**EXERCISE BRIEF**
Write out the whole listing again, exactly as given.

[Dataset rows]
________________
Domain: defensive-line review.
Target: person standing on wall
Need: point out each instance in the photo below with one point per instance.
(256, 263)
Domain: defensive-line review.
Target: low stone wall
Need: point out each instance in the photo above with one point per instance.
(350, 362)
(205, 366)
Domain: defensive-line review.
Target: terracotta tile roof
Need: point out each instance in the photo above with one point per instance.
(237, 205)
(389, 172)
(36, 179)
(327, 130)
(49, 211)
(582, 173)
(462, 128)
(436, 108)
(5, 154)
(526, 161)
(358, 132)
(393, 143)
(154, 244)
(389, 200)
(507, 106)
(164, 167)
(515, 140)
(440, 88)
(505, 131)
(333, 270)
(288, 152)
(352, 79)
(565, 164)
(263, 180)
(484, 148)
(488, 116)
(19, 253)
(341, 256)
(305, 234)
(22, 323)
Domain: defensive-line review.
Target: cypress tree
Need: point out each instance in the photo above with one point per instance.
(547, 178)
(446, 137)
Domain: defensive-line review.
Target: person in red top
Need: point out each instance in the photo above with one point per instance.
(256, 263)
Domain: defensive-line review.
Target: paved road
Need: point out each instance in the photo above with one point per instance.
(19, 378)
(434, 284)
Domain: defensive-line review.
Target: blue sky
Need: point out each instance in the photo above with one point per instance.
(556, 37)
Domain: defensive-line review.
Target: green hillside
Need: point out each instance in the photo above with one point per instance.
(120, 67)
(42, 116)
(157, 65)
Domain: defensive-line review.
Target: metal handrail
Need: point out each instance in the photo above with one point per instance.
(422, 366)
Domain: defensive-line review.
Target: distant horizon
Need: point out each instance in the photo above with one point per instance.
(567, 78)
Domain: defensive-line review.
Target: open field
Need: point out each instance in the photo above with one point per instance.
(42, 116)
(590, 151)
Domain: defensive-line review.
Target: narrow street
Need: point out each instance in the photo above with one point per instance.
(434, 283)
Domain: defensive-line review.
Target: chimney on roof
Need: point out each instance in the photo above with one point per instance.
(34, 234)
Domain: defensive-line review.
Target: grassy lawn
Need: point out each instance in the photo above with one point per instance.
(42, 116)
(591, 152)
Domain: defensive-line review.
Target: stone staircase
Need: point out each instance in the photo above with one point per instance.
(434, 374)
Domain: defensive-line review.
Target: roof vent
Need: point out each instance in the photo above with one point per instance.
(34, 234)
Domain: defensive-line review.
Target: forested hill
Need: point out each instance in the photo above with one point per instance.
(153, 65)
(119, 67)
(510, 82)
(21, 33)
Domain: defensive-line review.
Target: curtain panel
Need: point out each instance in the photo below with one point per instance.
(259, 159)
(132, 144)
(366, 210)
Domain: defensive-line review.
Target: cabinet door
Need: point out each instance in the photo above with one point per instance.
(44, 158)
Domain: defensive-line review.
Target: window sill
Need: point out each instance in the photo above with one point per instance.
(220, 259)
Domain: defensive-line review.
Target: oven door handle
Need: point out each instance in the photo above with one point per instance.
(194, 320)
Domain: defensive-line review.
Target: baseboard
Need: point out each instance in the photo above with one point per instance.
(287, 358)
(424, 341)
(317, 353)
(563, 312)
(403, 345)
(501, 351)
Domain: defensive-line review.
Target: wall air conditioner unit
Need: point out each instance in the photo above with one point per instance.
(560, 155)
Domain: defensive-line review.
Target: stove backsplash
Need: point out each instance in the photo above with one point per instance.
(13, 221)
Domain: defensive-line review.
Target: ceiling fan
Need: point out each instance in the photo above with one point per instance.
________________
**SOLUTION FOR THIS EXERCISE**
Domain: defensive-line review.
Target: person standing on wall
Need: point out each instance in the photo below with one point per instance.
(256, 263)
Domain: defensive-line review.
Target: low stone wall
Need: point out each instance in the photo above with one point per instance.
(350, 362)
(205, 366)
Domain: defensive-line review.
Target: terracotta tile roof
Need: point out each instance in the photo above with one point per instance.
(237, 205)
(389, 172)
(36, 179)
(327, 130)
(49, 211)
(582, 173)
(462, 128)
(436, 108)
(5, 154)
(526, 161)
(358, 132)
(393, 143)
(154, 244)
(389, 200)
(507, 106)
(164, 167)
(515, 140)
(440, 88)
(505, 131)
(333, 270)
(288, 152)
(352, 79)
(565, 164)
(263, 180)
(484, 148)
(488, 116)
(19, 253)
(341, 256)
(305, 234)
(22, 323)
Domain: defensive-line review.
Target: cypress tree
Need: point out each instance in the photo above with one point per instance.
(547, 178)
(446, 137)
Domain: defensive-line review.
Target: person in red top
Need: point out each instance in the photo above with one point per instance.
(256, 263)
Domain: defensive-line review.
Target: paved road
Need: point out each instance in the photo above with one point per instance.
(19, 378)
(434, 284)
Domain: defensive-line review.
Target: blue sky
Need: point out each instance in the photo above with one point per instance.
(556, 37)
Domain: defensive-line review.
Target: green hillside
Need: point out each instance in the photo above with one point per instance.
(120, 67)
(42, 116)
(157, 65)
Domain: defensive-line review.
Target: metal handrail
Need: point out each instance in the photo above with one point per instance.
(422, 366)
Domain: defensive-line review.
Target: distant horizon
Need: point out each instance in the photo above with one point per instance.
(567, 78)
Domain: defensive-line review.
Target: open field
Need: point out each instance in the photo above with one point per instance.
(42, 116)
(590, 151)
Domain: defensive-line review.
Target: narrow street
Need: point out each instance in the photo above with one point per instance.
(434, 283)
Domain: defensive-line review.
Target: chimney on roof
Need: point out each instance in the photo above with one point per instance.
(34, 234)
Domain: defensive-line review.
Target: grassy lawn
Need: point out each instance in the photo above with one point per instance.
(42, 116)
(591, 152)
Domain: defensive-line review.
Target: stone staircase
Need: point out each instance in the photo above with one point per instance.
(434, 374)
Domain: defensive-line review.
Target: roof vent
Need: point out each instance in the photo above with one point per instance.
(34, 234)
Domain: defensive-line review.
Target: forested hill
Need: point out each instance in the photo above with one point per instance.
(153, 65)
(119, 67)
(510, 82)
(21, 33)
Domain: defensive-line review.
Target: curtain panel
Need: point out each instance in the photo below with one point per instance.
(259, 159)
(132, 144)
(366, 210)
Domain: defensive-line review.
Target: cabinet door
Need: point out each instance in the photo above with one point per instance.
(44, 158)
Domain: defensive-line review.
Target: window sill
Need: point out each instance in the photo above with one point per instance.
(220, 259)
Domain: defensive-line review.
Target: oven door handle
Need: point out each instance in the photo above with one point per instance.
(194, 320)
Domain: defensive-line review.
Target: baseboard
Need: point out each instance in the photo above with one point per instance.
(287, 358)
(424, 341)
(317, 353)
(563, 312)
(403, 345)
(501, 351)
Domain: defensive-line review.
Target: wall air conditioner unit
Need: point out each instance in the photo above with one point per instance.
(560, 155)
Domain: defensive-line review.
Target: stove backsplash
Need: point out each instance in the photo above with one point per instance.
(13, 221)
Domain: defensive-line review.
Target: ceiling fan
Need: point out each instance in the photo above with one point per instance.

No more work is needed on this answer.